Which of the lines below contain the string "buddha"? Pull out each such line and copy it in full.

/---

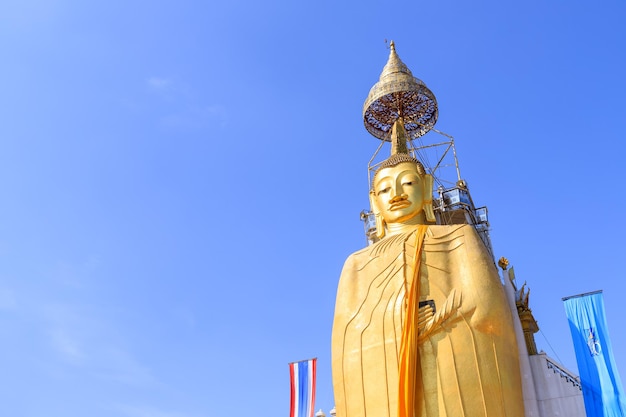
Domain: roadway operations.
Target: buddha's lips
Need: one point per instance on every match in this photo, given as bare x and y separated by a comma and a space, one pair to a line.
399, 205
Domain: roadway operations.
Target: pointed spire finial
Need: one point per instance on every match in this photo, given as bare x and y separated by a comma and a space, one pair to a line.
398, 94
399, 138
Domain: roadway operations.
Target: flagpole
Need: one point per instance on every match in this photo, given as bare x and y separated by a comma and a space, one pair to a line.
582, 295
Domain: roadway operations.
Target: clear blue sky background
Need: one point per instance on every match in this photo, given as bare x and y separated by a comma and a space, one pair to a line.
181, 183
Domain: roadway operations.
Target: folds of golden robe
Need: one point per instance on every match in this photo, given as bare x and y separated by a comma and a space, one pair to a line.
467, 354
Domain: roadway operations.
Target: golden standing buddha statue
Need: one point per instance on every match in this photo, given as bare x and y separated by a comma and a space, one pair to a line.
422, 327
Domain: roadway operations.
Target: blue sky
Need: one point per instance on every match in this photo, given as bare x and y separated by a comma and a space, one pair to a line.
181, 183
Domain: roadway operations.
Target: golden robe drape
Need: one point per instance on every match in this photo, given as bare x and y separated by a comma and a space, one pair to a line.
467, 354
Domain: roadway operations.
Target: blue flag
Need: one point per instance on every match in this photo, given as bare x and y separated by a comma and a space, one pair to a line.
602, 387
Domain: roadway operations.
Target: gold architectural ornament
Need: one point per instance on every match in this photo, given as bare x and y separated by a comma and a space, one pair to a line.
503, 263
529, 324
422, 327
398, 94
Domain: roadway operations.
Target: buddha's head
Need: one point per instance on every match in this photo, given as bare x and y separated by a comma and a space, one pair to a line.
401, 193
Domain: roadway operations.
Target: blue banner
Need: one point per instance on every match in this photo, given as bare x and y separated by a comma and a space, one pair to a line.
602, 387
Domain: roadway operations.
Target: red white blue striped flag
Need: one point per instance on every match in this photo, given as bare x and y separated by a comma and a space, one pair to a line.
303, 387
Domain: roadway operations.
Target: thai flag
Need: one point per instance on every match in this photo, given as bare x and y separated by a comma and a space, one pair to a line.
302, 387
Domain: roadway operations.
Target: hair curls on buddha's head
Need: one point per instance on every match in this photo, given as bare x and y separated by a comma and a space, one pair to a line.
397, 159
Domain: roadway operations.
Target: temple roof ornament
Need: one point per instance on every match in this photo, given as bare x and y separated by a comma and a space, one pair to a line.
399, 95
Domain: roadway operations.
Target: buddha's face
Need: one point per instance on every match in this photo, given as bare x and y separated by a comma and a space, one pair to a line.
399, 193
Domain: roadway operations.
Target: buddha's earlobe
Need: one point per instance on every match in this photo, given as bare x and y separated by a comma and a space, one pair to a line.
428, 198
380, 222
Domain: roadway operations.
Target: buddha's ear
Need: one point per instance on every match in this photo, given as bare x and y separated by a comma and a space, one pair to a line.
380, 222
428, 197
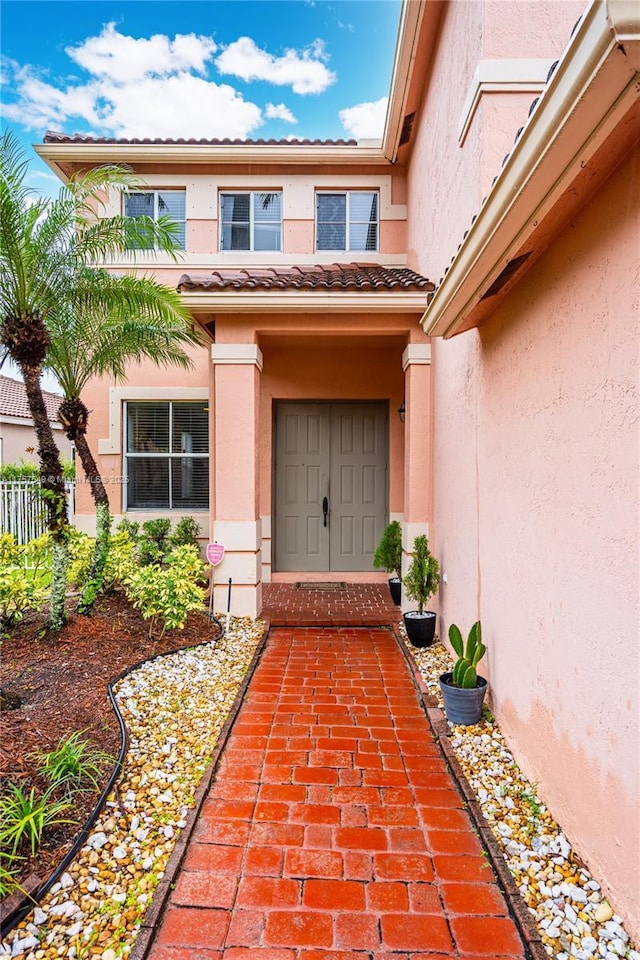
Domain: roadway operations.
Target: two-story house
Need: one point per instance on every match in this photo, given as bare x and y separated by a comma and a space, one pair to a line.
517, 375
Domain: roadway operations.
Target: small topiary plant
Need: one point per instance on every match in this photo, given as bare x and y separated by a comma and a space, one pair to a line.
423, 576
464, 672
388, 555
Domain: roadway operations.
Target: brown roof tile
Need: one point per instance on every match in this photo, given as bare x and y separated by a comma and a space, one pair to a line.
336, 276
52, 136
13, 400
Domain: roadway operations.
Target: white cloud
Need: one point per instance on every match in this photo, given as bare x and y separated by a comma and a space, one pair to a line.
278, 111
135, 88
114, 56
365, 120
177, 106
305, 71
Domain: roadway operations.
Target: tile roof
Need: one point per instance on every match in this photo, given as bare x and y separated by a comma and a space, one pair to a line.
52, 136
336, 276
13, 400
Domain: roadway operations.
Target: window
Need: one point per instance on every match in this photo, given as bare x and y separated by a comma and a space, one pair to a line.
167, 455
251, 221
347, 220
155, 204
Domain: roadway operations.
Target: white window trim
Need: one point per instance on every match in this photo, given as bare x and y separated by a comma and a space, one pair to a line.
347, 194
156, 213
161, 455
252, 194
117, 397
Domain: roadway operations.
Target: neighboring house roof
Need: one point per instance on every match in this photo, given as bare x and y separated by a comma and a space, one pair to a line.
14, 403
52, 136
336, 276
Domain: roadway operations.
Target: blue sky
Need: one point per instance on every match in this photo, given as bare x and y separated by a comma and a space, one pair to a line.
195, 68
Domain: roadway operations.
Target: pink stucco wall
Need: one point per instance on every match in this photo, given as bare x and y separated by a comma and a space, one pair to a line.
536, 460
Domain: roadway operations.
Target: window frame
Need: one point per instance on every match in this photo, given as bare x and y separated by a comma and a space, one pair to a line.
348, 193
164, 455
156, 191
251, 194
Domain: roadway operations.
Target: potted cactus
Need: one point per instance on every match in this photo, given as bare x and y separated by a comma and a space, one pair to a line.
388, 555
462, 689
421, 582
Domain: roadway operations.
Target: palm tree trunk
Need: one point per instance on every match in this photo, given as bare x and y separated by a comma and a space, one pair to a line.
103, 523
54, 493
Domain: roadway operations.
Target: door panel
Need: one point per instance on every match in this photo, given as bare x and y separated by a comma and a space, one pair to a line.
358, 481
338, 451
302, 479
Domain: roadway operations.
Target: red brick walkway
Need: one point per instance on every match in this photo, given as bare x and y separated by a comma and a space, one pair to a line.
333, 830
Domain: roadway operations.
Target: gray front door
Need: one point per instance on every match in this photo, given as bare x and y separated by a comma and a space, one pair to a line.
330, 485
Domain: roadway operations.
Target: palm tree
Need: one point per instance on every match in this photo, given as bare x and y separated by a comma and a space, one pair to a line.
46, 247
114, 320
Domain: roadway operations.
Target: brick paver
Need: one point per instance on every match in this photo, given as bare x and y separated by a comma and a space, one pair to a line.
333, 829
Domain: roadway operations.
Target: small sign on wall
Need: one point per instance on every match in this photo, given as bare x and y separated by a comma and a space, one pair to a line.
215, 553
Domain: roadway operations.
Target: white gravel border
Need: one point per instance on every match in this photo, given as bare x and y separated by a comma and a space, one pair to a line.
174, 709
573, 917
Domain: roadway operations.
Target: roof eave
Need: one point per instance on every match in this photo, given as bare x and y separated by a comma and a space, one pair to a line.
269, 301
60, 155
583, 125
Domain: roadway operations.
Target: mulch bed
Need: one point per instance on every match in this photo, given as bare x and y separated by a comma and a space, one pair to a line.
54, 684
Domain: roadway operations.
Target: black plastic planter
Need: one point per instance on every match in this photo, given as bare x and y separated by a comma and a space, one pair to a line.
462, 705
420, 627
395, 589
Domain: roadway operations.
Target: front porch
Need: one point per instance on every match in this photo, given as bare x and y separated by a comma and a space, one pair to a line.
328, 604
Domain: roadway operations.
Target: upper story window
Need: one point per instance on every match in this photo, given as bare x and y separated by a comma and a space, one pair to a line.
347, 220
167, 455
251, 221
158, 203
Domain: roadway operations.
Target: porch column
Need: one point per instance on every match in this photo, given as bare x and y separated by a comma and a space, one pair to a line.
236, 521
416, 364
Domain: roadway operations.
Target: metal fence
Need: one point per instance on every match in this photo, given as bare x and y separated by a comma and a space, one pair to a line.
22, 509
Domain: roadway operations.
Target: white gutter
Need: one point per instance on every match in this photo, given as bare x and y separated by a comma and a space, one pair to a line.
594, 87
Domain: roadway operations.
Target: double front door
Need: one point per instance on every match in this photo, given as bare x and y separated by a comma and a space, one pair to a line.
330, 485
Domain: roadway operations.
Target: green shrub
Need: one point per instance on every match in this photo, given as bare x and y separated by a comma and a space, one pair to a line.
25, 816
74, 764
166, 595
31, 471
121, 560
132, 527
19, 592
186, 532
153, 544
388, 554
80, 557
423, 576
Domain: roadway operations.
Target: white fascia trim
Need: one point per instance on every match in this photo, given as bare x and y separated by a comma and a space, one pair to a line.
113, 444
25, 422
411, 14
237, 353
416, 353
366, 155
234, 301
593, 87
501, 76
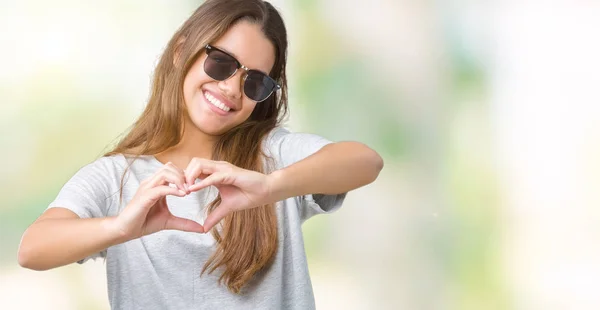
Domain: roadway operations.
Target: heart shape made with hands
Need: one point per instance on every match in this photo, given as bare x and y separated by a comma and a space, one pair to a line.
239, 188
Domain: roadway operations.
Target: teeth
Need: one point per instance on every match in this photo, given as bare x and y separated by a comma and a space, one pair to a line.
214, 101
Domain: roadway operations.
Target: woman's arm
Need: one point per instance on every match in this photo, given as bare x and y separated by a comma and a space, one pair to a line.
59, 237
336, 168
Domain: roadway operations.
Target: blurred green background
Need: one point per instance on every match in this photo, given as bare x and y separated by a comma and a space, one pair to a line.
486, 113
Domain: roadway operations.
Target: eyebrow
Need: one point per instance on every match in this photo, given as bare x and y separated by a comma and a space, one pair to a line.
228, 52
238, 60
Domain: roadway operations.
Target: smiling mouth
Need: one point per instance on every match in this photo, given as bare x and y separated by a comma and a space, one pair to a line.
215, 102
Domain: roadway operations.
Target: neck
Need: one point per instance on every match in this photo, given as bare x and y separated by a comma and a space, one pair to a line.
194, 143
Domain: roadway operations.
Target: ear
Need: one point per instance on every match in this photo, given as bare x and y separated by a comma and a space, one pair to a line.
177, 51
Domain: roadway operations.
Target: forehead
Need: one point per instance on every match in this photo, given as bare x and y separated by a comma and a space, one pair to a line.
247, 43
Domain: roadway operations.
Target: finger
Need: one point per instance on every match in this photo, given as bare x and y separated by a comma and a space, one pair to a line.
215, 217
182, 224
217, 178
199, 168
179, 173
165, 176
164, 190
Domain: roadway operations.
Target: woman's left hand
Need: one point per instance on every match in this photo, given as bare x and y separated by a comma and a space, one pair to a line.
239, 188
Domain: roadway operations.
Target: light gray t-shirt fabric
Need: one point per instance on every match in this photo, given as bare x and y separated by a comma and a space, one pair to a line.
162, 270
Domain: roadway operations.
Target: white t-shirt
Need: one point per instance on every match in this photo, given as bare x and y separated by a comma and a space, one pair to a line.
162, 270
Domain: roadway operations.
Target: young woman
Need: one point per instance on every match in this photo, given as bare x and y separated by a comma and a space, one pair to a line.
200, 206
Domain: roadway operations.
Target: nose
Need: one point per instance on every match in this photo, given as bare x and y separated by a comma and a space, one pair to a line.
232, 87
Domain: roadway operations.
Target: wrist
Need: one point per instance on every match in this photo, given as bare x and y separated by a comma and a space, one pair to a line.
276, 186
115, 234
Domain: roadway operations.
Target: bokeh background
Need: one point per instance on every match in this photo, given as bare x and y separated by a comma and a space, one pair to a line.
487, 114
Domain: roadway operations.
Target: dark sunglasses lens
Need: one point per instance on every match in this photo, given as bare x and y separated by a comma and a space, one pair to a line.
219, 66
258, 86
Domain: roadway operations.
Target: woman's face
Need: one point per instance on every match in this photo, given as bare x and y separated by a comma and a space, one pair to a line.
246, 42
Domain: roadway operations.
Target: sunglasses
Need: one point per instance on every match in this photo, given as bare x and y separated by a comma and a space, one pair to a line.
220, 66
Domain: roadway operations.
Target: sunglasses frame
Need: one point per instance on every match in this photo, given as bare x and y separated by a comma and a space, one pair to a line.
209, 47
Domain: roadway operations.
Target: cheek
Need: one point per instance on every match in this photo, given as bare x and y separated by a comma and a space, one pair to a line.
248, 107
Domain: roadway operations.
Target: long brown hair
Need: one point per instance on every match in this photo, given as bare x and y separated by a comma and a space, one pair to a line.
248, 242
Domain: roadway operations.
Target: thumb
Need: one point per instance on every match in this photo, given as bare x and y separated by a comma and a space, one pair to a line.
182, 224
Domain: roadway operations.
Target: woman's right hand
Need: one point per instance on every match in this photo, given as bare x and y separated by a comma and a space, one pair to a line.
147, 212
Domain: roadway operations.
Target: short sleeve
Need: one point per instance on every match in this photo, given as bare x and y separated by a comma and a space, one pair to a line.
287, 148
87, 193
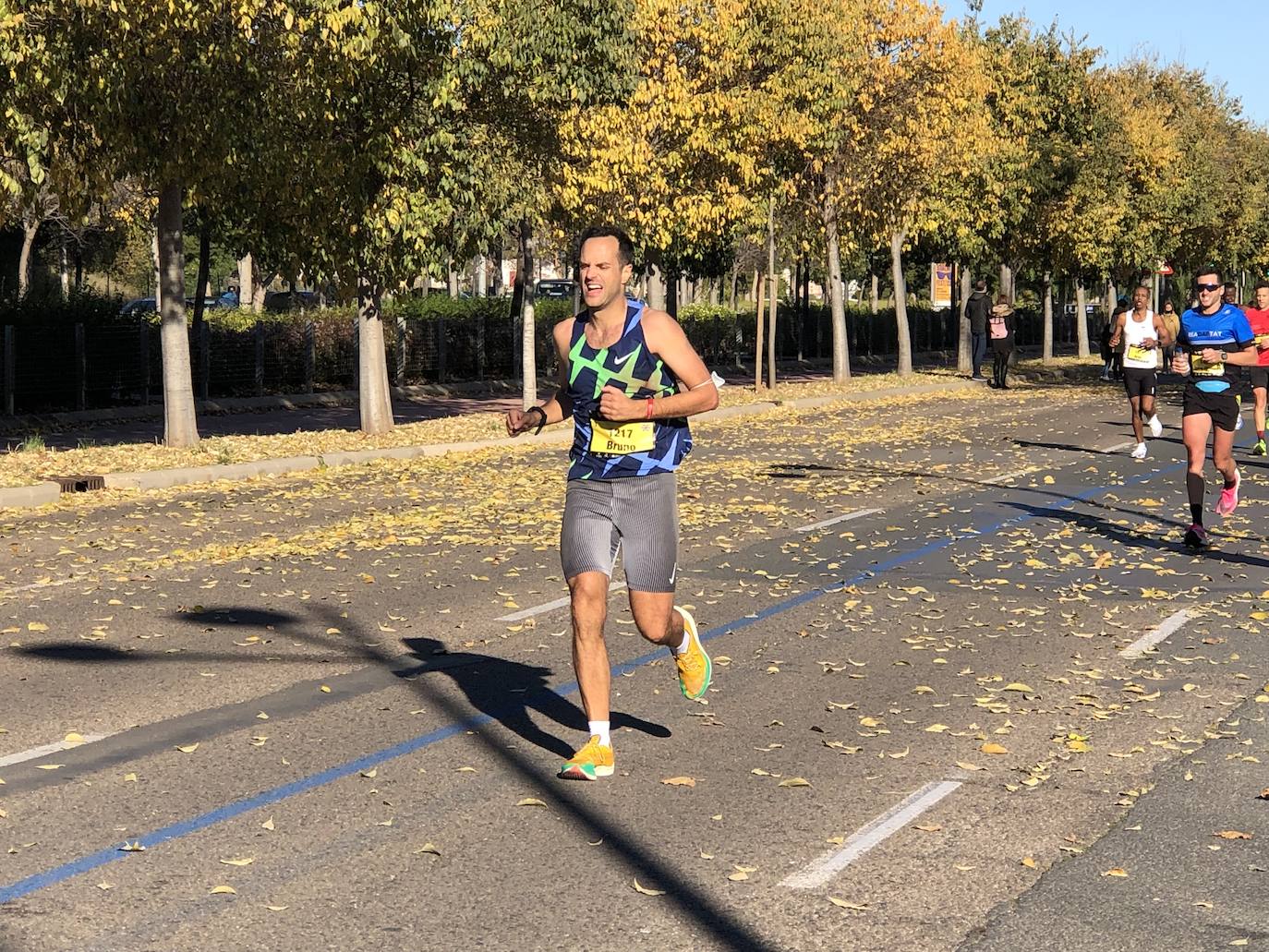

\---

Result of the task:
Target: buddha's lips
Target: golden standing buddha statue
Target: buddha's head
Target: hair curls on buddha's head
Target: buddha's face
Target: buddha's earlobe
Target: buddha's ear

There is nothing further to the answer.